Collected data
***
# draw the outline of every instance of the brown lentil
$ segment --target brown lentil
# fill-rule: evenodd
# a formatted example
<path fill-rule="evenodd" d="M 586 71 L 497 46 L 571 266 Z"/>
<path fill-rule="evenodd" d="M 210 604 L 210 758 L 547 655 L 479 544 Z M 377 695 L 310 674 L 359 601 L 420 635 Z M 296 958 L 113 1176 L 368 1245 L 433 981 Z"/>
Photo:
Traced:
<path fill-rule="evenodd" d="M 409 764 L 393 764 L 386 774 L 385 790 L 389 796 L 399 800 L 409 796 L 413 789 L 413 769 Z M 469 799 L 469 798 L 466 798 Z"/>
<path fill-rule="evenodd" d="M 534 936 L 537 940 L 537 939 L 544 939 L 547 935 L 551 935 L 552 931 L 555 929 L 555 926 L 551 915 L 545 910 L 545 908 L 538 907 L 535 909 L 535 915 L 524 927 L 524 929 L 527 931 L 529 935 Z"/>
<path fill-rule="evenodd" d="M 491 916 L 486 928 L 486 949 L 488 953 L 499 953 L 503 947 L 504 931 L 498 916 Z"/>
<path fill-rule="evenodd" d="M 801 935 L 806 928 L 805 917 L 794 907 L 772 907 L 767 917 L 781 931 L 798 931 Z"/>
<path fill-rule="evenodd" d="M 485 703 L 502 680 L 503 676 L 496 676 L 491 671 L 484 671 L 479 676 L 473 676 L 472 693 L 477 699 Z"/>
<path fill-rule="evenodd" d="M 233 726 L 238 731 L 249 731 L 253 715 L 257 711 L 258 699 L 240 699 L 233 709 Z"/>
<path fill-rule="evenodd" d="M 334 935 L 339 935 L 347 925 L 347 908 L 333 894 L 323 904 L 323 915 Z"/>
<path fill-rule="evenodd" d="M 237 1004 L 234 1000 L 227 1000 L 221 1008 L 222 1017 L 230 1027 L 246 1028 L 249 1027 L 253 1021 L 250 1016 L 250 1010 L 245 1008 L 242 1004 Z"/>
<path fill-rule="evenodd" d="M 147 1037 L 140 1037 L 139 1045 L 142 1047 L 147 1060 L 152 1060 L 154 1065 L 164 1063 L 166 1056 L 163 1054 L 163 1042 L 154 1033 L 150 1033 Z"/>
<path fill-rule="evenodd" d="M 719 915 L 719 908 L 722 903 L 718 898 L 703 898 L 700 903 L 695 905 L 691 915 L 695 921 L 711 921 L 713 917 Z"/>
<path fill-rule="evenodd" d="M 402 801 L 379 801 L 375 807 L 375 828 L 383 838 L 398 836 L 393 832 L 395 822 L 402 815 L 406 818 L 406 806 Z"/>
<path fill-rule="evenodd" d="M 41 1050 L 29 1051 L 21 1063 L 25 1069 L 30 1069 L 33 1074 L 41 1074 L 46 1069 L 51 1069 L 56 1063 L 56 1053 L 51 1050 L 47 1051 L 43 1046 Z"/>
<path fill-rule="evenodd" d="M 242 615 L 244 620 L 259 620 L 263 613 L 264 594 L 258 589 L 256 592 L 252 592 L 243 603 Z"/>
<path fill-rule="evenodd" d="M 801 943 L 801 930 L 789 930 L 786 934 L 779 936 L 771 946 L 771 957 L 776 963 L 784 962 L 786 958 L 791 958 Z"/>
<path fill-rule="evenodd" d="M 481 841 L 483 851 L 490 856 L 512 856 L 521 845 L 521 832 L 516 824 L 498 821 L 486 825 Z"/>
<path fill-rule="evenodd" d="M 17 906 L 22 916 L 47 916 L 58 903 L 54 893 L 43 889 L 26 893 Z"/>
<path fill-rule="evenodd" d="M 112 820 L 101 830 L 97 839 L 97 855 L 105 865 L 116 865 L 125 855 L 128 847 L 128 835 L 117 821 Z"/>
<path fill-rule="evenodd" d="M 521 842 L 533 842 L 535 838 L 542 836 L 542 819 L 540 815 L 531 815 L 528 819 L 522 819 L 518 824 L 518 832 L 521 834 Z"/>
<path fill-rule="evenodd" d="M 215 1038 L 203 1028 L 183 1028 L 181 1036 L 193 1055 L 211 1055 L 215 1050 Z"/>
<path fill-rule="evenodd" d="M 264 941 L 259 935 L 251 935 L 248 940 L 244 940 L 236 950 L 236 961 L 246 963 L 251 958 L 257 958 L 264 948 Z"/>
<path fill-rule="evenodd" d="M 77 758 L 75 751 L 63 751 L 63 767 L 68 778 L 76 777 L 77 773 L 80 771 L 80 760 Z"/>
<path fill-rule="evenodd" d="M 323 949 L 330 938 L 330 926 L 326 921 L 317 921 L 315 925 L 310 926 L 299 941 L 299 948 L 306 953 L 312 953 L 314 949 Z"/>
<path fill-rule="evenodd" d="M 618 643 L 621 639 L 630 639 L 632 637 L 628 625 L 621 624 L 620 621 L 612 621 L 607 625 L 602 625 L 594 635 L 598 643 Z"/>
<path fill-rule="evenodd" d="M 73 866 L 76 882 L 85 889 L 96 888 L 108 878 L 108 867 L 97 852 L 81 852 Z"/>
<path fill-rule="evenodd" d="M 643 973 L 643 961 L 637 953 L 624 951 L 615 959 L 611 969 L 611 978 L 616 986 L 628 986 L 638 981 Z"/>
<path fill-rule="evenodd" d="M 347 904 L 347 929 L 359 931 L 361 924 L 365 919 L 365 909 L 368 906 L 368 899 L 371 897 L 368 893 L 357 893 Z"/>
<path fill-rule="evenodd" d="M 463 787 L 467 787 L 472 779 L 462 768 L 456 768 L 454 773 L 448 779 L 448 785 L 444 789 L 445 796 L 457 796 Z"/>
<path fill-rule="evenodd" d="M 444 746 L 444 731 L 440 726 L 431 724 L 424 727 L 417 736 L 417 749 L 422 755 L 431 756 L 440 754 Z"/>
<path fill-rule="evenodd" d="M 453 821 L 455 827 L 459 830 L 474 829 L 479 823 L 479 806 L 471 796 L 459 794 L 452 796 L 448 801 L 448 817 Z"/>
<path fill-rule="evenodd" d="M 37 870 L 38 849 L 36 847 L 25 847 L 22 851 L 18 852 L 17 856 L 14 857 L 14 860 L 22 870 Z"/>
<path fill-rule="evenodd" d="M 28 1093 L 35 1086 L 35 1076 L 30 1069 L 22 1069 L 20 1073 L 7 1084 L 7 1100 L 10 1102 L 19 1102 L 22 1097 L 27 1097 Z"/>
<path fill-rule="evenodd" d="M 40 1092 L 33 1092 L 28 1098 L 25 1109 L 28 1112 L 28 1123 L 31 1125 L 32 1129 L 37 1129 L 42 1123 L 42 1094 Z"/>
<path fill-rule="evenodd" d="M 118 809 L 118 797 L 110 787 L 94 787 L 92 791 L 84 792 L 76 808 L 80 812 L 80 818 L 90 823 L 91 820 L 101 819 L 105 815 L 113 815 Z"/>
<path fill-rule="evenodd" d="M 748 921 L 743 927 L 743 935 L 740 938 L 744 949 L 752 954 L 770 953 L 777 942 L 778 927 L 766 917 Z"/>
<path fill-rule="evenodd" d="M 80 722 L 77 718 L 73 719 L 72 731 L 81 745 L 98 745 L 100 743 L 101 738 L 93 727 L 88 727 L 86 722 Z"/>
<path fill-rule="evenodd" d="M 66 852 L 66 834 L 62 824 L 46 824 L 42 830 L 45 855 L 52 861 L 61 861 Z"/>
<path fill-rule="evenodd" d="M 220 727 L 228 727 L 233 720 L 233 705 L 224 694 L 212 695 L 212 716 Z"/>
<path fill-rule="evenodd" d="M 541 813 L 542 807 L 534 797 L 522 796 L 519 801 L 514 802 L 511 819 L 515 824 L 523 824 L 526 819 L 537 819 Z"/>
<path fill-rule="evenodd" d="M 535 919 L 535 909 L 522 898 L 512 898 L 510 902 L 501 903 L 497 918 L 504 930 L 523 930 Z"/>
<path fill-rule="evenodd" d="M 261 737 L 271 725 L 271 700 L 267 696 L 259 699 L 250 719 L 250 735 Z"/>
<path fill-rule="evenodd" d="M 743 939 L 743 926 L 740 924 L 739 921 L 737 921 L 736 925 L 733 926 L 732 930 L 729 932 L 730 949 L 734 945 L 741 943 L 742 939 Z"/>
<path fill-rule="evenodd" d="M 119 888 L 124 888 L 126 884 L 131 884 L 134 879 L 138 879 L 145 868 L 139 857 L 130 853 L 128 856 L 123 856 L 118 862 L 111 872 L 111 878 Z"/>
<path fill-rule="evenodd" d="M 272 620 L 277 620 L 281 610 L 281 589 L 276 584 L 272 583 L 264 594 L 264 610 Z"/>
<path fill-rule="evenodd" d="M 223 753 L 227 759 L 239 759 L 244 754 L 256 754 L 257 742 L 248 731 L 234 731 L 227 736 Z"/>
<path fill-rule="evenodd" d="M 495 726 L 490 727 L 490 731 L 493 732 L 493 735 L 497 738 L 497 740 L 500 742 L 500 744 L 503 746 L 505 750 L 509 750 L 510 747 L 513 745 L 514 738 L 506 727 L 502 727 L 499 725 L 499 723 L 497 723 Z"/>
***
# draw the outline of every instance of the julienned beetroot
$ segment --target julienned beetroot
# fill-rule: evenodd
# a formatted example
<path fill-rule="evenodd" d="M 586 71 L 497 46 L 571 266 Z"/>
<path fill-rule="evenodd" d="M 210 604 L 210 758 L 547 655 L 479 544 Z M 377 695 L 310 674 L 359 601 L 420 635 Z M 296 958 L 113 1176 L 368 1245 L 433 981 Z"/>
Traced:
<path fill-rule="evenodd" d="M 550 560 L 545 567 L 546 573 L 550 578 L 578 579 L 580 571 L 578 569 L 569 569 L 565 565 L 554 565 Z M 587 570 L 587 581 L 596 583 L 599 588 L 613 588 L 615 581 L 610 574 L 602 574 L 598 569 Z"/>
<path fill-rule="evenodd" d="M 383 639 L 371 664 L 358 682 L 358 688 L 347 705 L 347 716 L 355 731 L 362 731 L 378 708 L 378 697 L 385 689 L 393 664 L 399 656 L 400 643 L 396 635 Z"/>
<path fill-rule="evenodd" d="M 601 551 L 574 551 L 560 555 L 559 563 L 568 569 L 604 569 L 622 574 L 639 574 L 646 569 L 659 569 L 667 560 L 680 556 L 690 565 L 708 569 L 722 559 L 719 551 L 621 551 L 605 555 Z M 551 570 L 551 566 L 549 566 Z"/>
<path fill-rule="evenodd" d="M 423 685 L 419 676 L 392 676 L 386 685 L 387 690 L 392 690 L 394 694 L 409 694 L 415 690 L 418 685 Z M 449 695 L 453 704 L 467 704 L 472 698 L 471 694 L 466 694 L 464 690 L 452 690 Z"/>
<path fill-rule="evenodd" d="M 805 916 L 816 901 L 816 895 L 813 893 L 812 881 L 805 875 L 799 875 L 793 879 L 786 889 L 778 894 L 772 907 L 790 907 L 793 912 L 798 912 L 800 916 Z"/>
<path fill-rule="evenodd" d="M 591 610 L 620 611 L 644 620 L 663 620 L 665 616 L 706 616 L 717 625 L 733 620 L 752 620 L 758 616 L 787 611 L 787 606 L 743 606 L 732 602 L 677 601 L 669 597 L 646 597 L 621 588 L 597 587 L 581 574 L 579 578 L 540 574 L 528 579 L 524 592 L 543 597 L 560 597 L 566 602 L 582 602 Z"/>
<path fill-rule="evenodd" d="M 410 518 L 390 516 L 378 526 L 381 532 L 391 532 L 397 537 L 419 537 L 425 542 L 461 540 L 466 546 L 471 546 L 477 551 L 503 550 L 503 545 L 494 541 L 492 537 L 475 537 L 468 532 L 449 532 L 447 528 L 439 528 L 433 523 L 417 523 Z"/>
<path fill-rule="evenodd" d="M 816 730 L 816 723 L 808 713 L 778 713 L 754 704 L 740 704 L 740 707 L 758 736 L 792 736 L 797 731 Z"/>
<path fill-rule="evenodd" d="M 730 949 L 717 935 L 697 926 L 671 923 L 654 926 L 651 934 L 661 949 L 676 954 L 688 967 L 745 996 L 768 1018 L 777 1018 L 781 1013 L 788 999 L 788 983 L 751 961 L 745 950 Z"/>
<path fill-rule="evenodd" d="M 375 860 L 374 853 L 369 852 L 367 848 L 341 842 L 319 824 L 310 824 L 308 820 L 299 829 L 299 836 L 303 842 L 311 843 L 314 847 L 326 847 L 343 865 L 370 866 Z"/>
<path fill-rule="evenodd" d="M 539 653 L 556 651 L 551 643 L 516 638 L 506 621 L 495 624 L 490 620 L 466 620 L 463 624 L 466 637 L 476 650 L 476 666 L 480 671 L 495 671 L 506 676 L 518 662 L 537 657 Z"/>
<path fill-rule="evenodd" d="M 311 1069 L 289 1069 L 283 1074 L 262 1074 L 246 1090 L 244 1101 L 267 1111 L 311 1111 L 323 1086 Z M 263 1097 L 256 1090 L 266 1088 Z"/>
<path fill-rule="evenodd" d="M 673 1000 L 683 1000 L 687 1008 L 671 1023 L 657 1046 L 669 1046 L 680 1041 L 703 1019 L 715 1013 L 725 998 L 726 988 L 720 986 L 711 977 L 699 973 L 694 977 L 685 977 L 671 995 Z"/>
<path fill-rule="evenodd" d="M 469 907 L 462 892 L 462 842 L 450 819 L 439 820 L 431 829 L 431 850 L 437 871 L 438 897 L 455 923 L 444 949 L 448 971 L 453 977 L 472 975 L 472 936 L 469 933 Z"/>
***
- PROBLEM REQUIREMENTS -
Identify each line in the records above that contains the word "every", and copy it out in full.

- ANSWER FOR THIS EXERCISE -
# draw the outline of every instance of the brown lentil
# draw the outline of every instance of the julienned beetroot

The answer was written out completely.